__PAGE EXTRACT__
..........
Why is $\langle a,b,c,d\mid abcda^{-1}b^{-1}c^{-1}d^{-1}\rangle\cong \langle a,b,c,d\mid aba^{-1}b^{-1}cdc^{-1}d^{-1}\rangle$

Question

We have two ways to present a surface of genus 2: (see Identifying the two-hole torus with an octagon)

Now, if one were to calculate the fundamental groups of the above surfaces using van Kampen's theorem, we would get that

$$\langle a,b,c,d\mid abcda^{-1}b^{-1}c^{-1}d^{-1}\rangle\cong \langle a,b,c,d\mid aba^{-1}b^{-1}cdc^{-1}d^{-1}\rangle.$$

While I do understand that this clearly constitutes a proof of the highlighted fact, for a while now, I have been struggling to find a purely algebraic method of finding an isomorphism between the two presentations above. I've tried manipulating the letters of the free groups, as one usually does, to find such an isomorphism to no avail. How may I approach this differently?

Any help at all will be much appreciated.

Answer 1

The following map works: $$ \begin{align*} \phi: a&\mapsto ac^{-1}d^{-1}\\ b&\mapsto dcb\\ c&\mapsto dc^{-1}d^{-1}\\ d&\mapsto dcd^{-1}c^{-1}d^{-1} \end{align*} $$ This map satisfies $\phi(abcda^{-1}b^{-1}c^{-1}d^{-1})=aba^{-1}b^{-1}cdc^{-1}d^{-1}$. Therefore, it defines a homomorphism from one group to the other. Moreover, it is also a free group automorphism, and from this you can use Tietze transformations to show that the map is infact an isomorphism (other ways of proving this are also available!).

More generally:

Lemma. Suppose $\phi:F(\mathbf{x})\to F(\mathbf{y})$ is an isomorphism of free groups. Then the one-relator presentations $\langle \mathbf{x}\mid R\rangle$ and $\langle \mathbf{y}\mid \phi(R)\rangle$, and also $\langle \mathbf{y}\mid \phi(R)^{-1}\rangle$, define isomorphic groups.

The map isn't magic. I found the above map with a bit of guesswork/intuition, but crucially I could have found it algorithmically (and I think someone has implemented the algorithm, I just can't remember who, or find their implementation!). The algorithm in question is an algorithm of Whitehead, which is really well understood.

Crucially, if the two groups were isomorphic then a map of this form must exist - that is, the above lemma can be reversed. This is surprising, and not always true. Indeed, it was the subject of an old conjecture of Magnus from the 1960s:

Conjecture (false). Two one-relator presentations $\langle \mathbf{x}\mid R\rangle$ and $\langle \mathbf{y}\mid S\rangle$ define isomorphic groups if and only if there is an isomorphism of free groups $\phi:F(\mathbf{x})\to F(\mathbf{y})$ with $\phi(R)=S$ or $\phi(R)=S^{-1}$.
..........
__DATA SHOWN__
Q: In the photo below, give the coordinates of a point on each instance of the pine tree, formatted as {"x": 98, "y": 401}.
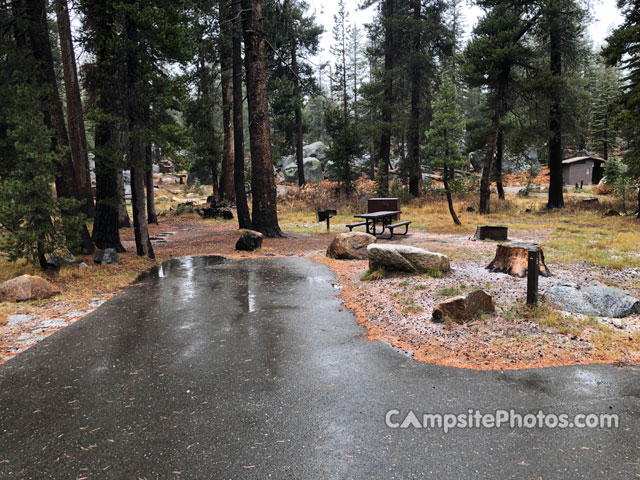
..........
__TASK DIRECTIONS__
Reproduce the passage of the forum thread that begins at the words "Any help at" and ends after "define isomorphic groups.". Use only the forum thread to respond.

__ANSWER TO THE PROBLEM__
Any help at all will be much appreciated.

Answer 1

The following map works: $$ \begin{align*} \phi: a&\mapsto ac^{-1}d^{-1}\\ b&\mapsto dcb\\ c&\mapsto dc^{-1}d^{-1}\\ d&\mapsto dcd^{-1}c^{-1}d^{-1} \end{align*} $$ This map satisfies $\phi(abcda^{-1}b^{-1}c^{-1}d^{-1})=aba^{-1}b^{-1}cdc^{-1}d^{-1}$. Therefore, it defines a homomorphism from one group to the other. Moreover, it is also a free group automorphism, and from this you can use Tietze transformations to show that the map is infact an isomorphism (other ways of proving this are also available!).

More generally:

Lemma. Suppose $\phi:F(\mathbf{x})\to F(\mathbf{y})$ is an isomorphism of free groups. Then the one-relator presentations $\langle \mathbf{x}\mid R\rangle$ and $\langle \mathbf{y}\mid \phi(R)\rangle$, and also $\langle \mathbf{y}\mid \phi(R)^{-1}\rangle$, define isomorphic groups.